### EXERCISE OBJECTIVE
Extract every one of the rows below, reproducing each line without any change.

### Segmentation data
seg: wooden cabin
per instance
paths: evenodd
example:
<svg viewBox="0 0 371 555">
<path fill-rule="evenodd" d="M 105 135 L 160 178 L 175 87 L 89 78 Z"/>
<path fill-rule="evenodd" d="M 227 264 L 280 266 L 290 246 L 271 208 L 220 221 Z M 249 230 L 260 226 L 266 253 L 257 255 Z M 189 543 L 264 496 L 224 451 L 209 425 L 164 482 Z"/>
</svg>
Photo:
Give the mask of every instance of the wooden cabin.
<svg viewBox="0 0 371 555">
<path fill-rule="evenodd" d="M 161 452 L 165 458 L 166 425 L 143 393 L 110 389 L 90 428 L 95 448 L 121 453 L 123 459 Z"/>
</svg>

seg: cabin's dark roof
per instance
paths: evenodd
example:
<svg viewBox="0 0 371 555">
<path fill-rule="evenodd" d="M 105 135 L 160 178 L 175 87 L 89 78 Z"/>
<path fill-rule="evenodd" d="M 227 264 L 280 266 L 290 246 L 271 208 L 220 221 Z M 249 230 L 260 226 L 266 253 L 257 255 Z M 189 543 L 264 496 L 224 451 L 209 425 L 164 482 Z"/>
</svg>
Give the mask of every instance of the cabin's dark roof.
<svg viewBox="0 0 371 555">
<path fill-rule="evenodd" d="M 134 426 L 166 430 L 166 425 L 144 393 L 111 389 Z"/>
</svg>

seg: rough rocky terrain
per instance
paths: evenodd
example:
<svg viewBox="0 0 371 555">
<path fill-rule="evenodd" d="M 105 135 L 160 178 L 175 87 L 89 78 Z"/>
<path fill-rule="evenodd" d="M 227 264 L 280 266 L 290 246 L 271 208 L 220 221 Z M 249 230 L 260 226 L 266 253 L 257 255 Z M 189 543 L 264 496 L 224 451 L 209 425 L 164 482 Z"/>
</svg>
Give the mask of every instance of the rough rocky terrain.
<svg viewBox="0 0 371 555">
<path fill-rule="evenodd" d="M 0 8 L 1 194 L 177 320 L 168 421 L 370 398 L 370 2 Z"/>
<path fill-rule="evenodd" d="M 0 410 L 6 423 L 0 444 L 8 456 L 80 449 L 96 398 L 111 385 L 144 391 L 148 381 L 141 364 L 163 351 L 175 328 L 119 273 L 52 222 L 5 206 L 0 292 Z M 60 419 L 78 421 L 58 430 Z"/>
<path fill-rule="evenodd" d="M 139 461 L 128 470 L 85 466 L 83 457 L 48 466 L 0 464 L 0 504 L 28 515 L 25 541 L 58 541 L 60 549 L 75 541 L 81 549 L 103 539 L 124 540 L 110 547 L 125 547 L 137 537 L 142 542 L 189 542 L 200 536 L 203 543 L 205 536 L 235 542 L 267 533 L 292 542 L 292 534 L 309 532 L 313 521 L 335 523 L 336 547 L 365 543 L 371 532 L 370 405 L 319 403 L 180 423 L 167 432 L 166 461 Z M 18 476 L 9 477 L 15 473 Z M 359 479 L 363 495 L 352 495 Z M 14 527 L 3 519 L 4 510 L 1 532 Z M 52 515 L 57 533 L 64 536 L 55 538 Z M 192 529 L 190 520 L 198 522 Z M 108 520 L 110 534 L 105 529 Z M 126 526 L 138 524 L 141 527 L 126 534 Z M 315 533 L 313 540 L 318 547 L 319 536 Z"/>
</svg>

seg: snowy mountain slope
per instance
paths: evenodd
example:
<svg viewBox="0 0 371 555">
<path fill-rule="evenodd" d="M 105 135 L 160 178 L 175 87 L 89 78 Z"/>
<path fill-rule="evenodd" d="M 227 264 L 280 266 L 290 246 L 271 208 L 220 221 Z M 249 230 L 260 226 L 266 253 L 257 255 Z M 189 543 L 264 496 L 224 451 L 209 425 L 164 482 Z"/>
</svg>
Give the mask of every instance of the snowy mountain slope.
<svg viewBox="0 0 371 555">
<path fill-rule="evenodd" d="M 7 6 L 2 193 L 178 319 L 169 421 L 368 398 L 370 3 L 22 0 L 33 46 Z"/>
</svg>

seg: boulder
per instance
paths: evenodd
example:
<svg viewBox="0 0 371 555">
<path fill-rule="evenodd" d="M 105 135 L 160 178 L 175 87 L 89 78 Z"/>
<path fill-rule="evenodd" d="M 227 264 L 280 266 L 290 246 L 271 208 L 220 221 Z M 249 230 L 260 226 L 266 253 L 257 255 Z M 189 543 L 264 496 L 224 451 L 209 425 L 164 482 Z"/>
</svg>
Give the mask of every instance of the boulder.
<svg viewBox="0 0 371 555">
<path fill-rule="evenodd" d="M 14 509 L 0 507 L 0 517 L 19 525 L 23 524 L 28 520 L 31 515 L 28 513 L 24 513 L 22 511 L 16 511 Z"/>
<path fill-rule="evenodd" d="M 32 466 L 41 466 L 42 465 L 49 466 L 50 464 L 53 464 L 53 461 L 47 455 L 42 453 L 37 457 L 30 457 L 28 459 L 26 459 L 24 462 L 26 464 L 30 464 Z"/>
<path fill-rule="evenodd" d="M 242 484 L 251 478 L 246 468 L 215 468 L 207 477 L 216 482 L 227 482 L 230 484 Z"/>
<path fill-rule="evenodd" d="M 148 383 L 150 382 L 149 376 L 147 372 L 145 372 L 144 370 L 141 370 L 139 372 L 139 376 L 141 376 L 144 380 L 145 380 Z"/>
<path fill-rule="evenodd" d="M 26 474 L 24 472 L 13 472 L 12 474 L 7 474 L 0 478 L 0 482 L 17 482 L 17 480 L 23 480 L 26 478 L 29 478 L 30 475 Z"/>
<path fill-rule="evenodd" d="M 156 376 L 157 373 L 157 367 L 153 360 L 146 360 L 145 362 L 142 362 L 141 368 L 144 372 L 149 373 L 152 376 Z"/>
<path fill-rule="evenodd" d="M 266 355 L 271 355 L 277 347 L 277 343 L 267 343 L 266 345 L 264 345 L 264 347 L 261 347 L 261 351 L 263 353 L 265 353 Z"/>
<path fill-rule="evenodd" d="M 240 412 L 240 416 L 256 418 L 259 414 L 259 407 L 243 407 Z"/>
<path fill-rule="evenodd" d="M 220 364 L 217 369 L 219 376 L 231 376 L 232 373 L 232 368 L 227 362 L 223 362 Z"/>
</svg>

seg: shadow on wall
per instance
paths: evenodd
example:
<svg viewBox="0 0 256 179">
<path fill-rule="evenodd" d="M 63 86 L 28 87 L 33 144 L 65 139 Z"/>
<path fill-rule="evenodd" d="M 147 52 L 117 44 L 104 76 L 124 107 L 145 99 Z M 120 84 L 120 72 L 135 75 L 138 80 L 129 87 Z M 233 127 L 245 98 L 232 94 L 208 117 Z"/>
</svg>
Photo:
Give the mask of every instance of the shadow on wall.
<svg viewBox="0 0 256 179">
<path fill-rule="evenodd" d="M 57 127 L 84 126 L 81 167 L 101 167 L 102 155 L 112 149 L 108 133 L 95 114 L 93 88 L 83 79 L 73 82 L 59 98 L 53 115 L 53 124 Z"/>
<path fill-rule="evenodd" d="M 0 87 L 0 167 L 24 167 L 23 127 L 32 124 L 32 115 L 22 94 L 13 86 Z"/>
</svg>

### RESULT
seg: wooden cabin
per instance
paths: evenodd
example:
<svg viewBox="0 0 371 555">
<path fill-rule="evenodd" d="M 105 135 L 160 178 L 175 87 L 89 78 Z"/>
<path fill-rule="evenodd" d="M 227 264 L 280 266 L 290 246 L 271 208 L 220 221 Z M 249 230 L 260 226 L 266 253 L 257 255 Z M 189 543 L 264 496 L 224 451 L 209 425 L 164 482 Z"/>
</svg>
Photo:
Give the mask of every instance of the wooden cabin.
<svg viewBox="0 0 371 555">
<path fill-rule="evenodd" d="M 161 452 L 165 458 L 166 425 L 143 393 L 110 389 L 90 428 L 95 448 L 121 453 L 123 459 Z"/>
</svg>

seg: cabin's dark roof
per instance
paths: evenodd
example:
<svg viewBox="0 0 371 555">
<path fill-rule="evenodd" d="M 105 135 L 160 178 L 175 87 L 89 78 Z"/>
<path fill-rule="evenodd" d="M 227 264 L 280 266 L 290 246 L 271 208 L 220 221 Z M 249 230 L 260 226 L 266 253 L 257 255 Z M 189 543 L 264 496 L 224 451 L 209 425 L 164 482 Z"/>
</svg>
Give the mask of every instance of the cabin's dark roof.
<svg viewBox="0 0 371 555">
<path fill-rule="evenodd" d="M 134 426 L 166 430 L 166 425 L 144 393 L 111 389 Z"/>
</svg>

seg: rough rocky terrain
per instance
paths: evenodd
example:
<svg viewBox="0 0 371 555">
<path fill-rule="evenodd" d="M 105 135 L 160 178 L 175 87 L 89 78 Z"/>
<path fill-rule="evenodd" d="M 227 264 L 280 266 L 290 246 L 271 208 L 220 221 Z M 249 230 L 260 226 L 266 253 L 257 255 Z M 189 543 L 264 496 L 224 451 L 209 425 L 164 482 Z"/>
</svg>
Give the mask of every instance of the rough rocky terrain.
<svg viewBox="0 0 371 555">
<path fill-rule="evenodd" d="M 0 8 L 1 194 L 177 320 L 168 421 L 370 398 L 370 2 Z"/>
<path fill-rule="evenodd" d="M 0 410 L 6 423 L 0 444 L 8 456 L 80 449 L 96 398 L 111 385 L 144 391 L 148 381 L 141 364 L 163 351 L 175 328 L 119 273 L 52 222 L 5 206 L 0 292 Z M 60 419 L 78 421 L 58 430 Z"/>
<path fill-rule="evenodd" d="M 139 461 L 128 470 L 85 466 L 83 457 L 48 466 L 0 464 L 0 504 L 28 515 L 25 541 L 58 541 L 60 549 L 75 541 L 81 549 L 103 539 L 124 540 L 110 547 L 125 547 L 137 537 L 142 542 L 189 542 L 200 536 L 203 543 L 205 536 L 235 542 L 267 533 L 292 542 L 292 534 L 309 532 L 313 521 L 335 523 L 336 547 L 365 543 L 371 532 L 370 405 L 319 403 L 180 423 L 167 432 L 166 461 Z M 18 476 L 9 477 L 15 473 Z M 359 479 L 363 495 L 352 495 Z M 14 527 L 3 519 L 4 510 L 1 532 Z M 52 515 L 57 533 L 64 536 L 55 538 Z M 192 529 L 190 520 L 198 522 Z M 108 520 L 110 534 L 105 529 Z M 126 526 L 138 524 L 141 527 L 126 534 Z M 315 533 L 313 540 L 318 547 L 319 536 Z"/>
</svg>

seg: snowy mountain slope
per instance
paths: evenodd
example:
<svg viewBox="0 0 371 555">
<path fill-rule="evenodd" d="M 105 135 L 160 178 L 175 87 L 89 78 Z"/>
<path fill-rule="evenodd" d="M 227 264 L 280 266 L 290 246 L 271 208 L 220 221 Z M 249 230 L 260 226 L 266 253 L 257 255 Z M 189 543 L 264 496 L 224 451 L 209 425 L 164 482 Z"/>
</svg>
Give the mask of every instance of the snowy mountain slope.
<svg viewBox="0 0 371 555">
<path fill-rule="evenodd" d="M 7 6 L 2 193 L 178 319 L 169 421 L 368 398 L 370 3 L 22 0 L 33 46 Z"/>
</svg>

seg: boulder
per instance
paths: evenodd
example:
<svg viewBox="0 0 371 555">
<path fill-rule="evenodd" d="M 105 135 L 160 178 L 175 87 L 89 78 Z"/>
<path fill-rule="evenodd" d="M 227 264 L 280 266 L 290 246 L 271 208 L 220 221 Z M 249 230 L 260 226 L 266 253 L 257 255 Z M 189 543 L 264 496 L 224 451 L 209 425 L 164 482 Z"/>
</svg>
Give the mask of every instance of the boulder.
<svg viewBox="0 0 371 555">
<path fill-rule="evenodd" d="M 14 509 L 0 507 L 0 517 L 19 525 L 23 524 L 28 520 L 31 515 L 28 513 L 24 513 L 22 511 L 16 511 Z"/>
<path fill-rule="evenodd" d="M 32 466 L 41 466 L 42 465 L 49 466 L 50 464 L 53 464 L 53 461 L 47 455 L 42 453 L 37 457 L 30 457 L 28 459 L 26 459 L 24 462 L 26 464 L 30 464 Z"/>
<path fill-rule="evenodd" d="M 242 484 L 251 478 L 246 468 L 215 468 L 207 477 L 216 482 L 227 482 L 230 484 Z"/>
<path fill-rule="evenodd" d="M 148 383 L 150 382 L 149 376 L 147 372 L 145 372 L 144 370 L 141 370 L 139 372 L 139 376 L 141 376 L 144 380 L 145 380 Z"/>
<path fill-rule="evenodd" d="M 26 474 L 24 472 L 13 472 L 12 474 L 7 474 L 0 478 L 0 482 L 17 482 L 17 480 L 23 480 L 26 478 L 29 478 L 30 475 Z"/>
<path fill-rule="evenodd" d="M 156 376 L 157 373 L 157 367 L 153 360 L 146 360 L 145 362 L 142 362 L 141 368 L 144 372 L 149 373 L 152 376 Z"/>
<path fill-rule="evenodd" d="M 266 355 L 271 355 L 277 347 L 277 343 L 267 343 L 266 345 L 264 345 L 264 347 L 261 347 L 261 351 L 263 353 L 265 353 Z"/>
<path fill-rule="evenodd" d="M 240 412 L 240 416 L 256 418 L 259 414 L 259 407 L 243 407 Z"/>
<path fill-rule="evenodd" d="M 220 364 L 217 369 L 219 376 L 231 376 L 232 373 L 232 368 L 227 362 L 223 362 Z"/>
</svg>

seg: shadow on wall
per instance
paths: evenodd
example:
<svg viewBox="0 0 256 179">
<path fill-rule="evenodd" d="M 63 86 L 28 87 L 33 144 L 65 139 Z"/>
<path fill-rule="evenodd" d="M 147 52 L 117 44 L 104 76 L 124 107 L 145 99 Z M 120 84 L 120 72 L 135 75 L 138 80 L 129 87 Z M 233 127 L 245 98 L 232 94 L 208 117 Z"/>
</svg>
Photo:
Give the mask of every instance of the shadow on wall.
<svg viewBox="0 0 256 179">
<path fill-rule="evenodd" d="M 57 127 L 84 126 L 81 167 L 101 167 L 102 155 L 112 149 L 108 133 L 95 114 L 93 88 L 83 79 L 73 82 L 59 98 L 53 115 L 53 124 Z"/>
<path fill-rule="evenodd" d="M 0 87 L 0 167 L 24 167 L 23 127 L 32 124 L 32 115 L 22 94 L 13 86 Z"/>
</svg>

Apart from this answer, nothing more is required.